● **Textauszug**:
####################

Investoren fordern zunehmend mehr Diversität in Aufsichtsräten und Vorständen
Immer mehr Investoren schreiben sich Diversitätsziele in die Anlagekriterien. Während sie bei ihrem Stimmverhalten zum Teil noch hinter den eigenen Anforderungen zurückbleiben, wird das Thema dennoch dringlicher werden.
Beinahe drei Viertel der 30 einflussreichsten institutionellen Investoren am deutschen Markt forderten 2022 von Unternehmen in ihrem Portfolio Diversität in den Spitzengremien. Das zeigt die Studie „Der Einfluss institutioneller Investoren auf die Diversität in Deutschen Aufsichtsräten und Vorständen – Trendanalyse 2020-2022“ von der Initiative „Investors4Diversity“, die in Kooperation mit der EQS Group, der AllBright Stiftung, ECBE und Mazars entstanden ist.

####################

● **Vorliegende Zeilen**:
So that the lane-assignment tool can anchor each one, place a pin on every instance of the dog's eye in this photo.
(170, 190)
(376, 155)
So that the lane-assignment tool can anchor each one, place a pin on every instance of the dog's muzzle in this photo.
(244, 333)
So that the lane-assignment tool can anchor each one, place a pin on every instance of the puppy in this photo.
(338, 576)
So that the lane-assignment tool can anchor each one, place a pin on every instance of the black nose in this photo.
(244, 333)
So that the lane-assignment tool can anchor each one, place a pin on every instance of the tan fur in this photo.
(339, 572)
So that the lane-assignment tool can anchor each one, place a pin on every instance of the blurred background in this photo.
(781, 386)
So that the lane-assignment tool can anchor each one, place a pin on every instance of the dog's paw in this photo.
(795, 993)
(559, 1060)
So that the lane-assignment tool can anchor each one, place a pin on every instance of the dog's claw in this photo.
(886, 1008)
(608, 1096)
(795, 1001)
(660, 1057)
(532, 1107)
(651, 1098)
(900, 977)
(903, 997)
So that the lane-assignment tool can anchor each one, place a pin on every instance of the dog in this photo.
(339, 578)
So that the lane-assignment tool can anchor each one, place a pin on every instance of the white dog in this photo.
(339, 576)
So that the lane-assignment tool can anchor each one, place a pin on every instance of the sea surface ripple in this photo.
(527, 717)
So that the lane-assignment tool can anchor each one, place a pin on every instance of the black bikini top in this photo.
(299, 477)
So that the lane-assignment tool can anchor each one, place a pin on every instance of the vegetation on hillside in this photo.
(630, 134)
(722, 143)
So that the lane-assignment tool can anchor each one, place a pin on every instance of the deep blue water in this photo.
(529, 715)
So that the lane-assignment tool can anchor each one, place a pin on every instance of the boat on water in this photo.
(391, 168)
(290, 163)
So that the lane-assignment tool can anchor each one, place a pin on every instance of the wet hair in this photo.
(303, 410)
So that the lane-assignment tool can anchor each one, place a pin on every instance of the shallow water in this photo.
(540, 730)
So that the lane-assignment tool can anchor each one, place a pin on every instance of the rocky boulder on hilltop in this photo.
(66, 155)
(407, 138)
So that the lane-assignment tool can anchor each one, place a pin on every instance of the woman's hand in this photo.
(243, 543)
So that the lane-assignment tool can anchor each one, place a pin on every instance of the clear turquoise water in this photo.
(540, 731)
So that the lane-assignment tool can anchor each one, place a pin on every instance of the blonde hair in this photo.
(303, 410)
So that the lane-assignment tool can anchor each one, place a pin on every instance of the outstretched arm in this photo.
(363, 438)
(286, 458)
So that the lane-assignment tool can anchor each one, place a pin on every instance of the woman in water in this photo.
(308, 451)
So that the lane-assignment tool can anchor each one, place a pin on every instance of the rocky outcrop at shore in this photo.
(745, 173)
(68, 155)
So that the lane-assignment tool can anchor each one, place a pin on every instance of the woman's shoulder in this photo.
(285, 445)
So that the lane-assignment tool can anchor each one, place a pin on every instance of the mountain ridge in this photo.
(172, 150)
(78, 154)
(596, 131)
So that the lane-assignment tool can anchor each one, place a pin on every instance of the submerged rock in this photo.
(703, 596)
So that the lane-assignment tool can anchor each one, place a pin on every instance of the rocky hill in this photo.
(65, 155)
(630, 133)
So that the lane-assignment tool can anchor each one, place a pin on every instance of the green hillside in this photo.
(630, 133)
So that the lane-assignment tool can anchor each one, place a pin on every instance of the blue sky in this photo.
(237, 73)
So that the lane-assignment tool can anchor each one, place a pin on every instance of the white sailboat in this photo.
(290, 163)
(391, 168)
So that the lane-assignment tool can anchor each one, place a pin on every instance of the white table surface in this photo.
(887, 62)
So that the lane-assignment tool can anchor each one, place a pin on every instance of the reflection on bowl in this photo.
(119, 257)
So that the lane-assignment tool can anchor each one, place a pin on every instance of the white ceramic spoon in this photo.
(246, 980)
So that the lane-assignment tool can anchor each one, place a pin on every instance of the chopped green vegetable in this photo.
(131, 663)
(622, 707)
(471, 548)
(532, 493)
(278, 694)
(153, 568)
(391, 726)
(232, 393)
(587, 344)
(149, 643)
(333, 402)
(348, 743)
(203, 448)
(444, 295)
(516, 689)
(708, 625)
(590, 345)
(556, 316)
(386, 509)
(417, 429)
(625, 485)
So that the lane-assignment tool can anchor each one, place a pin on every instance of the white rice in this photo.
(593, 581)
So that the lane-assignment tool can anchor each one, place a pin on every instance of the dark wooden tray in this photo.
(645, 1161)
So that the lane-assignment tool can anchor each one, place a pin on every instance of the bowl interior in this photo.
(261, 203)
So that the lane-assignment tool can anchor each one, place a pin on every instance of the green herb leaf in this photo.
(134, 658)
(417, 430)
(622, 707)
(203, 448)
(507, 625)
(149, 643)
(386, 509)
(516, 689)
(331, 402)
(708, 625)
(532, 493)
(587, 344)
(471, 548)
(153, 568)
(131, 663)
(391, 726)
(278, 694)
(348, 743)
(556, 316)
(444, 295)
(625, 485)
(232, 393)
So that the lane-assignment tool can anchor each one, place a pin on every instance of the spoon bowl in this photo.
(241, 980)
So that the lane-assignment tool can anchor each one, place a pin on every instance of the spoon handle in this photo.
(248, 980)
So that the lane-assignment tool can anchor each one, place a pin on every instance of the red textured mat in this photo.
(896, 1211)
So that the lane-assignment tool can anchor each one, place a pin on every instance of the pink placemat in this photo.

####################

● **Aufgabe**: Führen Sie den Bericht über die Diversitätsforderungen institutioneller Investoren im Anschluss an seinen letzten Satz weiter.

● **Lösung**:
Die Studie basiert auf der Analyse der 30 wichtigsten institutionellen Investoren und deren Abstimmungsverhalten in 40 Unternehmen, die im in den deutschen Leitindizes DAX und MDAX gelistet sind, darunter Adidas, Deutsche Bank, Eon, Porsche, Siemens, Deutsche Wohnen, Knorr Bremse und RTL. Für die Ermittlung der Top-Investoren stützten sich die Autorinnen und Autoren der Studie auf Daten über die Besitzstruktur von Unternehmen, die von der EQS Group zur Verfügung gestellt wurden, und wählten die 30 Investoren mit den größten Stimmrechtsanteilen aus.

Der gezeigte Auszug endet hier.